WORK INSTRUCTION:
The lines from the first line of the entries through the line containing "Please identify the crab claw" are to be repeated exactly, with both of those lines included.

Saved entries
- Opening Delimiter -
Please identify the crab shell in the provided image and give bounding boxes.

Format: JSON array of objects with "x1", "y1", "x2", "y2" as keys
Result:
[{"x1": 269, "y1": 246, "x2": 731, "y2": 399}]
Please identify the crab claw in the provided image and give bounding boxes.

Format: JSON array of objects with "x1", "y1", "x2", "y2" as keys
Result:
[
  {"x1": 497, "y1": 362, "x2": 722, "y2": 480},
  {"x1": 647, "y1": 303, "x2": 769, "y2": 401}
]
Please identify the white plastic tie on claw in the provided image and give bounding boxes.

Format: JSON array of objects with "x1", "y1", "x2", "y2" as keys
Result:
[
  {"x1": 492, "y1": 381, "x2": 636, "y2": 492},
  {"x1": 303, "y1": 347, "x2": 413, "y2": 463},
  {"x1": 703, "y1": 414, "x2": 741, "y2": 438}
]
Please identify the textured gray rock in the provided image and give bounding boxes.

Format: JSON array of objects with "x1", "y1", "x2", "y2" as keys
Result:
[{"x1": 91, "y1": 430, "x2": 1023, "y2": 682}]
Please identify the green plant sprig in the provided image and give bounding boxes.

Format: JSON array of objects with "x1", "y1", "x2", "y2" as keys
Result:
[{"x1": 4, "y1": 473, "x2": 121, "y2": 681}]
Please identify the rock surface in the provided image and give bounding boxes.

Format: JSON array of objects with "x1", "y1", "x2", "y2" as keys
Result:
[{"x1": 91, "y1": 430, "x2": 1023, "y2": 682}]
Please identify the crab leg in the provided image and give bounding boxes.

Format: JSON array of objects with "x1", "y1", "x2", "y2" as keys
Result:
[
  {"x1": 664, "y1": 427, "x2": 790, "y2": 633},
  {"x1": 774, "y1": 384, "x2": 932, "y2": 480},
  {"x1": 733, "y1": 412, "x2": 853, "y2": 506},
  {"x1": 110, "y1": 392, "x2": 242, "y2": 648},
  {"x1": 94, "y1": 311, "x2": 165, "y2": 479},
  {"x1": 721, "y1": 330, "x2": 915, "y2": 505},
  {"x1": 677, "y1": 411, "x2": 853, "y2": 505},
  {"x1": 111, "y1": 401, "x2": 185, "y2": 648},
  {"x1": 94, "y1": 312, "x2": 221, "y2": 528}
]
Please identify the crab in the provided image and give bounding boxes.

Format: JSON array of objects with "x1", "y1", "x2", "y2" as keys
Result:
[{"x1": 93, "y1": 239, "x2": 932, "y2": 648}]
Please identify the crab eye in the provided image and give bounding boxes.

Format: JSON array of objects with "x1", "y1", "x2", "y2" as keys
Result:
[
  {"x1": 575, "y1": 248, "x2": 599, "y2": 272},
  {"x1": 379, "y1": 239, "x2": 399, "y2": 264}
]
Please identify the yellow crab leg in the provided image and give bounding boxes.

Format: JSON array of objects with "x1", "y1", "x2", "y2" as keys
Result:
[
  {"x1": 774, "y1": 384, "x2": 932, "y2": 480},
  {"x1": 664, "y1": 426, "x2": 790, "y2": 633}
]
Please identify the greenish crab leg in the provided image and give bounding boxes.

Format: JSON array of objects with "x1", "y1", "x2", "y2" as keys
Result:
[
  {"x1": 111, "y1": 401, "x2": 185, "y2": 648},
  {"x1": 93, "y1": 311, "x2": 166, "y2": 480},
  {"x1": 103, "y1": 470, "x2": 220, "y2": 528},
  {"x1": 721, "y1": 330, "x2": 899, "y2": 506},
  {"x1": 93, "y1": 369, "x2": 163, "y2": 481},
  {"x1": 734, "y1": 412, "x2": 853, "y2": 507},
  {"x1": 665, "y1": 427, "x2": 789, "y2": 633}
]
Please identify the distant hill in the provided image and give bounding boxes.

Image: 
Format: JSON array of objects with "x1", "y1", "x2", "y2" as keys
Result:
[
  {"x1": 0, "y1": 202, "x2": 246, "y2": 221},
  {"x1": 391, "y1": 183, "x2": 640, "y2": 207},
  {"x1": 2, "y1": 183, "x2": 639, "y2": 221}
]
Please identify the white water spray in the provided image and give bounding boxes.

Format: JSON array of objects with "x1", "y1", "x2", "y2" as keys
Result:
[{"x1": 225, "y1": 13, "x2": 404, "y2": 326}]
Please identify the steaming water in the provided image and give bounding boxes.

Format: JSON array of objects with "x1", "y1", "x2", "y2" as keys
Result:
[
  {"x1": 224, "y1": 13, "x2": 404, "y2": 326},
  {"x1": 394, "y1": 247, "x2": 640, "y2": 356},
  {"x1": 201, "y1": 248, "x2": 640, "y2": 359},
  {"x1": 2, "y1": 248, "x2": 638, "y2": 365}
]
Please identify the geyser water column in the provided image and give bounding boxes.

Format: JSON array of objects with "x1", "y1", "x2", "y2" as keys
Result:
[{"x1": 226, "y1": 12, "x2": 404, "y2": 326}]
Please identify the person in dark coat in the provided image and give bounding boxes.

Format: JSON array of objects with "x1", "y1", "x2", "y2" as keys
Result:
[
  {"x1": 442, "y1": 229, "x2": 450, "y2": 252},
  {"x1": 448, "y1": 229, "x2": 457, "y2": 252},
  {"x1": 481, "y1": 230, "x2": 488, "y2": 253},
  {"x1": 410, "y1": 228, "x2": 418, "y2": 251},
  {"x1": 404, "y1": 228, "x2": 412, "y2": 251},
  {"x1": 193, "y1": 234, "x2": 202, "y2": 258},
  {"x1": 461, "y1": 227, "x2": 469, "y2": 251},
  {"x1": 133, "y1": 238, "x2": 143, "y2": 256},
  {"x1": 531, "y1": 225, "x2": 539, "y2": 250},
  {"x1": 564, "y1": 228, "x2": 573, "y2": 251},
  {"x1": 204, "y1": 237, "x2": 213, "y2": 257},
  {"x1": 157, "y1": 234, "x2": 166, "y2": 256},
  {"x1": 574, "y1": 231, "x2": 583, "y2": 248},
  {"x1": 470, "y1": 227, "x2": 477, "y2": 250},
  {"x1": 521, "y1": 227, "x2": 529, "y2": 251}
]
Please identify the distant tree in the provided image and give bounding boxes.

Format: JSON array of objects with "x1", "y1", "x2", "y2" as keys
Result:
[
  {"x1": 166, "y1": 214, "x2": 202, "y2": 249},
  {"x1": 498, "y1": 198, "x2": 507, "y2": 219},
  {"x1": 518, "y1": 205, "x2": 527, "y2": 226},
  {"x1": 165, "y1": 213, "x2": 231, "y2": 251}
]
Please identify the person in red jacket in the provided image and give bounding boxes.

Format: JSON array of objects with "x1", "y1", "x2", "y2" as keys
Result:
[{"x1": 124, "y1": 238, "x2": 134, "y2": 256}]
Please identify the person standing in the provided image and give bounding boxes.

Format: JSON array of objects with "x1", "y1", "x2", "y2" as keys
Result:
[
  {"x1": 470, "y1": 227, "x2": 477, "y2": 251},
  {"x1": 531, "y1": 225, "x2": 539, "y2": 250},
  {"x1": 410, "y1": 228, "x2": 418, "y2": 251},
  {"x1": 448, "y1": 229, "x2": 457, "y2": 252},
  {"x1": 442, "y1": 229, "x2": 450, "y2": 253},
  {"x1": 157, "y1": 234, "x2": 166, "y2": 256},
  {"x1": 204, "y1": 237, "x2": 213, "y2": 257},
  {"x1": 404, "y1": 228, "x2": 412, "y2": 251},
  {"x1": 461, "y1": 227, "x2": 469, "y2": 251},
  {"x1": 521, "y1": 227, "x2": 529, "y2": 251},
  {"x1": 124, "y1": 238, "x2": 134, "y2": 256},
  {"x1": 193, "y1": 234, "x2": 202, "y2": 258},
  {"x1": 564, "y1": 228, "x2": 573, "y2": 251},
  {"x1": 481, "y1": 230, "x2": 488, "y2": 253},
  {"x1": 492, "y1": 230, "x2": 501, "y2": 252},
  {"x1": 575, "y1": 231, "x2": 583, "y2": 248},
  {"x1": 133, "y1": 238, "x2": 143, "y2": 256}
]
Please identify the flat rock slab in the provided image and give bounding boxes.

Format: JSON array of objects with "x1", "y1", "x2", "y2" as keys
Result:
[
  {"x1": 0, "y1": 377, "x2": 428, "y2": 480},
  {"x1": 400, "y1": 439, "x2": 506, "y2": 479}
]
- Closing Delimiter -
SOLUTION FOR THIS PROBLEM:
Please identify the crab shell in the provided image and give bounding boxes.

Format: JSON array of objects with "x1", "y1", "x2", "y2" as keys
Result:
[{"x1": 269, "y1": 246, "x2": 731, "y2": 399}]
Please identify the crab claw in the provided image and give bounding boxes.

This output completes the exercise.